[[ DATASET RECORDS open ]]

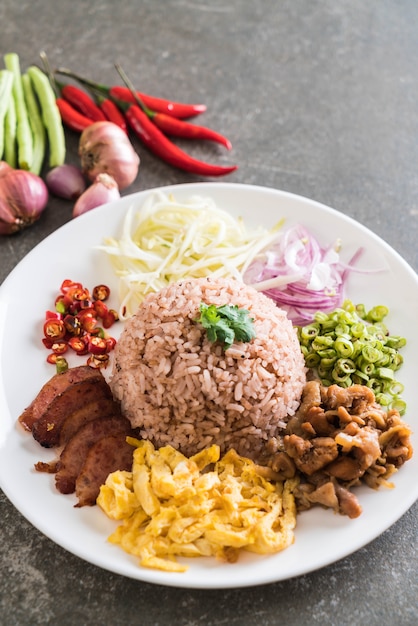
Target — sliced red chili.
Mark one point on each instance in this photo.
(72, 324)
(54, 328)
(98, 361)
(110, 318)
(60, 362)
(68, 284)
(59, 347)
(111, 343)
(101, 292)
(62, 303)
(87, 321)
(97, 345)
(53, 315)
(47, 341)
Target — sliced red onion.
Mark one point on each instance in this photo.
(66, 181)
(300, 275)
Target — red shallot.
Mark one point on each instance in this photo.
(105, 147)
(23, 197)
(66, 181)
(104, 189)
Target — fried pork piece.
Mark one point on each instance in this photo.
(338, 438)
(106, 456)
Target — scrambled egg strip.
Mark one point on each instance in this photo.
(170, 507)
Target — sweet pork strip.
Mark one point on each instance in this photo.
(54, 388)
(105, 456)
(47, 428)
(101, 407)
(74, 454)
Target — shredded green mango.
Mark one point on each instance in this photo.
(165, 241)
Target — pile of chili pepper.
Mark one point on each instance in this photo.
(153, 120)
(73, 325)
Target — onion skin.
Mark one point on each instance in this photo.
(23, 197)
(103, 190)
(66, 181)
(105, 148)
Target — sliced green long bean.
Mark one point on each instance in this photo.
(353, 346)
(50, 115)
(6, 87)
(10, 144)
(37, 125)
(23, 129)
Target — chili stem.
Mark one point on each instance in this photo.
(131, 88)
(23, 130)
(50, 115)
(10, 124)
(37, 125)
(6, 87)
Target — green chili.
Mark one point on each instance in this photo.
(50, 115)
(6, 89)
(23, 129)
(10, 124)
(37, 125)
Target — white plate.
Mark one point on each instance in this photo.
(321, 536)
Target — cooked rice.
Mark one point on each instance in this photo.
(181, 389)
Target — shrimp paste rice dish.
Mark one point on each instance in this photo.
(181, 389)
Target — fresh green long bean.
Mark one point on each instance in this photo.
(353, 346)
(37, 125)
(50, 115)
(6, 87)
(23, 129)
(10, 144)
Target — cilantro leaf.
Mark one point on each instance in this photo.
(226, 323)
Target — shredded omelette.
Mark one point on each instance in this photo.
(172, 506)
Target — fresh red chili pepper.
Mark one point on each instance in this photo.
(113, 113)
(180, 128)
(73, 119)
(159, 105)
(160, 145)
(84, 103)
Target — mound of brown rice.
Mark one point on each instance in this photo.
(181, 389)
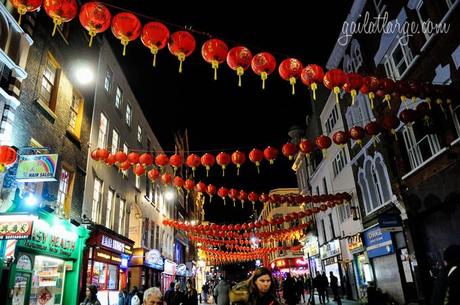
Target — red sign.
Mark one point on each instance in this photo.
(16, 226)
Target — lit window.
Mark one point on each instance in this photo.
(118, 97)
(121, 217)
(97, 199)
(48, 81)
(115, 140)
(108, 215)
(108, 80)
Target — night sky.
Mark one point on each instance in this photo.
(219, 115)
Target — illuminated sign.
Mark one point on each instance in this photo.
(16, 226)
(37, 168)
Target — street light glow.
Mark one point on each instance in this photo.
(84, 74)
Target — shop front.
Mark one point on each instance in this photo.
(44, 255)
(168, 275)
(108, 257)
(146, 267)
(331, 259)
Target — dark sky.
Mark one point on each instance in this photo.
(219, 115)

[[ DATASET RECORDS closed ]]
[[ DATASET RECORDS open ]]

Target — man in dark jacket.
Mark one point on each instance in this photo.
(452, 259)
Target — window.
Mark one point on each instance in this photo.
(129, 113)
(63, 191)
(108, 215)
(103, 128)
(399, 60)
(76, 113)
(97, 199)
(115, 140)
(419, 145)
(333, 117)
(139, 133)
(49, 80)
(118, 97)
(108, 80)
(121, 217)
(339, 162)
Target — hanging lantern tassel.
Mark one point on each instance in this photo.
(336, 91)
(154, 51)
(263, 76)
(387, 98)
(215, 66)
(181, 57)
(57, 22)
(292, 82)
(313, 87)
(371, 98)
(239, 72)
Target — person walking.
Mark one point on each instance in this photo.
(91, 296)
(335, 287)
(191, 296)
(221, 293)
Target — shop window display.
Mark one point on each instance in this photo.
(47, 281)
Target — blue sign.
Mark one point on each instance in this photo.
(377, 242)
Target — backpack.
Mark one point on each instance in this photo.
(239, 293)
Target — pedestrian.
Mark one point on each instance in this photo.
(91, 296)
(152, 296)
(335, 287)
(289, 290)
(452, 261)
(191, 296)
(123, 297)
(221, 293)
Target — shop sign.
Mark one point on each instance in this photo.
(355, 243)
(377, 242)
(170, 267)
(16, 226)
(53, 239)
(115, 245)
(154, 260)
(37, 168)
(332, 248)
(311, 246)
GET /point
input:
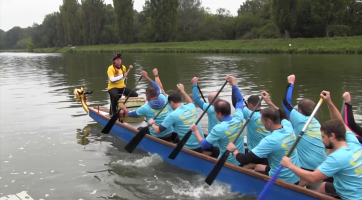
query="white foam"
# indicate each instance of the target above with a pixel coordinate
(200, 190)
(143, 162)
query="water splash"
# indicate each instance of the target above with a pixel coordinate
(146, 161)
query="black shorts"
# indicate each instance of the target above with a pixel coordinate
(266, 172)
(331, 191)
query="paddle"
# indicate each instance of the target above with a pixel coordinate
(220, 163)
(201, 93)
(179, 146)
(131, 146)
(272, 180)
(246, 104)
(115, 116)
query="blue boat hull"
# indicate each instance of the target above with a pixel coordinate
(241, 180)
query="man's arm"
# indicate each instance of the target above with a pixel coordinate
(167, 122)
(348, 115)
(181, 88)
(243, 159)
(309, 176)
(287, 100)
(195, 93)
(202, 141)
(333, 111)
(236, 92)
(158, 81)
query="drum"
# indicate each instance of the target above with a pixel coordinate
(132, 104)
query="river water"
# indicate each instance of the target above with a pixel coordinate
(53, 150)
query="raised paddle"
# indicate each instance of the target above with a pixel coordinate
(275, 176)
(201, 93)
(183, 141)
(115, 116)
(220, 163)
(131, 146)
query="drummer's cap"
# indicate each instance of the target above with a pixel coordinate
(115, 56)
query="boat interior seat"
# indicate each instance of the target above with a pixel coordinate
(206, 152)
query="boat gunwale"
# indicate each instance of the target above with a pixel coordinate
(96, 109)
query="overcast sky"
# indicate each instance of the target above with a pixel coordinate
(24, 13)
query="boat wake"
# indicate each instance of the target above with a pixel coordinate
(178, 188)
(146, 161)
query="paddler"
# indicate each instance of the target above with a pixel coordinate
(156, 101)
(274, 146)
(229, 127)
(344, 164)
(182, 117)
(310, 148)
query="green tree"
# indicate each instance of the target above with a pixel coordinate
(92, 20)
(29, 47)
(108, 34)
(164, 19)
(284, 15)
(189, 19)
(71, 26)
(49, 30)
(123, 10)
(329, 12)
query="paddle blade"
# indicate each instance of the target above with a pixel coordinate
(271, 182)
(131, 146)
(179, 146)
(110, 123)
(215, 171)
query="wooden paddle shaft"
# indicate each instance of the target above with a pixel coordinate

[[ DATASET RECORDS closed ]]

▶ _PROBLEM TO SOLVE_
Copy every line of the entries above in which "pork" occurs.

▶ _ANSWER SECTION_
Target — fried pork piece.
Target — sweet pork strip.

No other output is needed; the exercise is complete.